§ 課題 A
データの行のうち、「I'd really appreciate it if you could find the brick」を含む行からデータの最後の行までを、一字も変えずに書き写してください。
§ 課題 B
鹿島本社の変遷を述べた抜粋を、最後の文の後から書き進めてください。

§ 抜粋箇所
特集:鹿島本社ビル&鹿島赤坂別館が竣工

本社の変遷

 初代・鹿島岩吉が天保11(1840)年に,棟梁として江戸中橋正木町(現在の中央区京橋1丁目)に「大岩」の名で店を構えた。
 二代・鹿島岩蔵は,明治初頭に横浜・境町(現在の横浜市中区) に店を移し,社名を「鹿島方」に改称。明治13(1880)年,鉄道土木への転進を機に社名を「鹿島組」とし,本拠地を京橋区木挽町(現在の中央区銀座8丁目)に移転した。大正12(1923)年,関東大震災により事務所を焼失。翌年,同じ場所にバラック建ての建物を急造した。
 昭和4(1929)年,震災後の区画整理により,南大工町(現在の中央区八重洲)に鉄筋コンクリート4階建ての新本社ビルを建設し移転した。現在の八重洲ブックセンターが建つ場所である。昭和20(1945)年,東京大空襲で本社ビルを焼失。終戦と同時に本社ビルを復旧し,昭和22(1947)年,社名を「鹿島建設株式会社」と改めた。
 本社機構の拡大で,新本社ビル建設の機運が高まり,昭和43(1968)年,赤坂見附に本社ビルを建設した。そして今年,新本社ビルと赤坂別館の完成により,本社機構を集約・再配置。鹿島新時代がスタートした。

§ 表示データ

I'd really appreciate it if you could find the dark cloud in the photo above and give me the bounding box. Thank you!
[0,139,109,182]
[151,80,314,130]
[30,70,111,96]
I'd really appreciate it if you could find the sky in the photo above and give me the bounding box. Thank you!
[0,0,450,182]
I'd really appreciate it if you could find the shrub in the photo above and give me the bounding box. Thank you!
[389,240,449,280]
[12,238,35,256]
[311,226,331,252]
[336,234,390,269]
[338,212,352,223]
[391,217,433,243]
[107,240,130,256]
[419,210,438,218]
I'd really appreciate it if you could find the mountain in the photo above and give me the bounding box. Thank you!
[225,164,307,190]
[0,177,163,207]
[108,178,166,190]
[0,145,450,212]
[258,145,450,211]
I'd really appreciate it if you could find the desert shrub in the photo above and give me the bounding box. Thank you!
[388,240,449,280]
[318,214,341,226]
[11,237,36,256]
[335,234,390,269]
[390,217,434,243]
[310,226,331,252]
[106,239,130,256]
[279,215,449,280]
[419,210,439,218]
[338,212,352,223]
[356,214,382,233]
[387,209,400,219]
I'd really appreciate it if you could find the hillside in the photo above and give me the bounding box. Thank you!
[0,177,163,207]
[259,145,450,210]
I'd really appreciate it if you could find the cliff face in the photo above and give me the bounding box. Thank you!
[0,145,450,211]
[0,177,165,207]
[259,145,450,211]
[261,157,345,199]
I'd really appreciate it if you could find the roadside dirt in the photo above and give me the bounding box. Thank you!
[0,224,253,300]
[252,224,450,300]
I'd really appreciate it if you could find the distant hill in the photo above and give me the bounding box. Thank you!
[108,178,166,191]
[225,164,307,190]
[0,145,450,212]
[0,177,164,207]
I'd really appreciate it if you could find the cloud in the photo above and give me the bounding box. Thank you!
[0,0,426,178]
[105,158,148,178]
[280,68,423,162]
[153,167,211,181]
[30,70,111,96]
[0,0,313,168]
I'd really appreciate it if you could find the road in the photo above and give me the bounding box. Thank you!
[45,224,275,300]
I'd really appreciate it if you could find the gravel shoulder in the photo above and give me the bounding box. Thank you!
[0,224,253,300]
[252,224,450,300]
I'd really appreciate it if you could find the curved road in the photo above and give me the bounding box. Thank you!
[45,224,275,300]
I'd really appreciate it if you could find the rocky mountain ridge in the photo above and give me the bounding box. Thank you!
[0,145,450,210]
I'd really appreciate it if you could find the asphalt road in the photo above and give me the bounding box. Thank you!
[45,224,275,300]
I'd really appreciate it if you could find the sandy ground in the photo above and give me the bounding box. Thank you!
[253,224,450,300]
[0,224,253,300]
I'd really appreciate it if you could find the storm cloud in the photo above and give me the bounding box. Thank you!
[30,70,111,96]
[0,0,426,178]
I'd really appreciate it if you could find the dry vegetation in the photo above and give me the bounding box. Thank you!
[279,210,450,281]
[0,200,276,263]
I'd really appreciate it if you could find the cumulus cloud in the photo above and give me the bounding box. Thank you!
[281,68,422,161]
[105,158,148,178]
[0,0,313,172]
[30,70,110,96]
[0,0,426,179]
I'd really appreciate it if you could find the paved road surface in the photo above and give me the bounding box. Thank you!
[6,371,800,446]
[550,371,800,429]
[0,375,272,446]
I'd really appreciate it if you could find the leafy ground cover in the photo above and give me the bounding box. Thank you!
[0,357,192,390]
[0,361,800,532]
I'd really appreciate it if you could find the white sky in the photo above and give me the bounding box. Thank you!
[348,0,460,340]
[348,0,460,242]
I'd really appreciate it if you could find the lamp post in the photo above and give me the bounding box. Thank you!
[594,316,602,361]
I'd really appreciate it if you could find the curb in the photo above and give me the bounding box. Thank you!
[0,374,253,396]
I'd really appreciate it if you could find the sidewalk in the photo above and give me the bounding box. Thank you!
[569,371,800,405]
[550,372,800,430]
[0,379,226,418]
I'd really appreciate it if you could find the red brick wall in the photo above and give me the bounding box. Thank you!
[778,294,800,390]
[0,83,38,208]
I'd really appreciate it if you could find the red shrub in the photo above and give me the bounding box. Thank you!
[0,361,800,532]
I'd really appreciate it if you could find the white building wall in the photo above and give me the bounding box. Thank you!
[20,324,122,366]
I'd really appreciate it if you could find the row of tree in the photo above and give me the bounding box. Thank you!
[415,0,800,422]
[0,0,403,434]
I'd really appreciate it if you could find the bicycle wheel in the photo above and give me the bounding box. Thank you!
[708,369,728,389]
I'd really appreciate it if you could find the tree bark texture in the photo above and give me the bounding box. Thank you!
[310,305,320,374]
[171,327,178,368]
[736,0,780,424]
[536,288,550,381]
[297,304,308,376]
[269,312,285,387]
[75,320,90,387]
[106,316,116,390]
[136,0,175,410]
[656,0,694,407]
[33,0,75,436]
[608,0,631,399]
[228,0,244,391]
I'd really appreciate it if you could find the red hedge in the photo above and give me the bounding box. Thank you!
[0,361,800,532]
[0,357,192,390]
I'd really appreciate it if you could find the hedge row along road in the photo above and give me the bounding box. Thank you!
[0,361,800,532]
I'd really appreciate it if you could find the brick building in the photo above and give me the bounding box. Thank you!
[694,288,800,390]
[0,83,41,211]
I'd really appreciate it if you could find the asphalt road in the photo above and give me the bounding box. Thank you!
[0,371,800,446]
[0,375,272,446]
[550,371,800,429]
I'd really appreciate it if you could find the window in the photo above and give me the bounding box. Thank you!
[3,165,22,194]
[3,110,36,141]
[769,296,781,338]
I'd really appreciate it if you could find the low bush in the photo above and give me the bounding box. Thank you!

§ 課題の解答 A
I'd really appreciate it if you could find the brick building in the photo above and give me the bounding box. Thank you!
[694,288,800,390]
[0,83,41,211]
I'd really appreciate it if you could find the asphalt road in the photo above and give me the bounding box. Thank you!
[0,371,800,446]
[0,375,272,446]
[550,371,800,429]
I'd really appreciate it if you could find the window in the photo above and give me the bounding box. Thank you!
[3,165,22,194]
[3,110,36,141]
[769,296,781,338]
I'd really appreciate it if you could find the low bush in the photo above and give me the bounding box. Thank you!

§ 課題の解答 B
旧本社ビル1棟完成時(1968年) 旧本社ビル1,2,3棟近影
旧本社ビル1,2棟建設工事事務所長を務めた内野邦夫さん
内野邦夫さん 梅雨の中休みの7月中旬,1時間半をかけて,1,2棟の内部をじっくりと見た。1993年に鹿島を退職。現在は(株)佐藤秀の相談役を務めている。1棟の1階玄関ホールから2階レセプションロビーにつながる広い空間,1階おきにスキップする基準階のエレベータホールの吹抜け,そして中央の階段でつながれた最高相談役室や故名誉会長の部屋などの首脳フロア・・・。その一つひとつに思い入れがあり,愛着がある。
 「完成から39年で取り壊されるとは思いませんでした。個人としては残しておきたい,残っていてほしい,そんな気持ちで一杯です」。引越し準備が進む室内に目を遣りながら,複雑な感情を抑えきれなかった。

 1964年,霞が関ビルの施工に先立ち,ロサンゼルスとニューヨークで,高層ビルの施工技術を学んだ。アメリカの建設会社は研修を認めてくれない。1人の社員として働きながら技術を習得するのだ。
 翌年帰国。霞が関ビルの建設に携わった後,その年の秋,赤坂見附に土地を取得した本社ビル建設の大役が舞い込んだ。当時33歳。「うれしかった」。本社ビルを担当させてもらう光栄を素直に喜んだ。最高相談役が指揮を執り,岡田新一氏が設計を担当した。責任は重大だが,これほどやり甲斐のある仕事もない。「最高相談役には,思い切って,自分の考える通りにやりなさいと励まされました」。
 17階建ての1棟完成に続いて20階建ての2棟も担当した。アメリカでの1年間の苦労が活きた。
 白亜のツインタワーが完成した時は「みんなに気に入ってもらえるか不安もあった。新しいことも随分取り入れましたから」。自在の吹き抜け空間,打ち放しのコンクリート,敢えて化粧をせずにそのまま使用した素材・・・。直裁簡明で雄渾な建築を目指した。「建築の質を決定するものは空間であって,材料や収まりはそれを支える技術として重要である」。それがコンセプトだった。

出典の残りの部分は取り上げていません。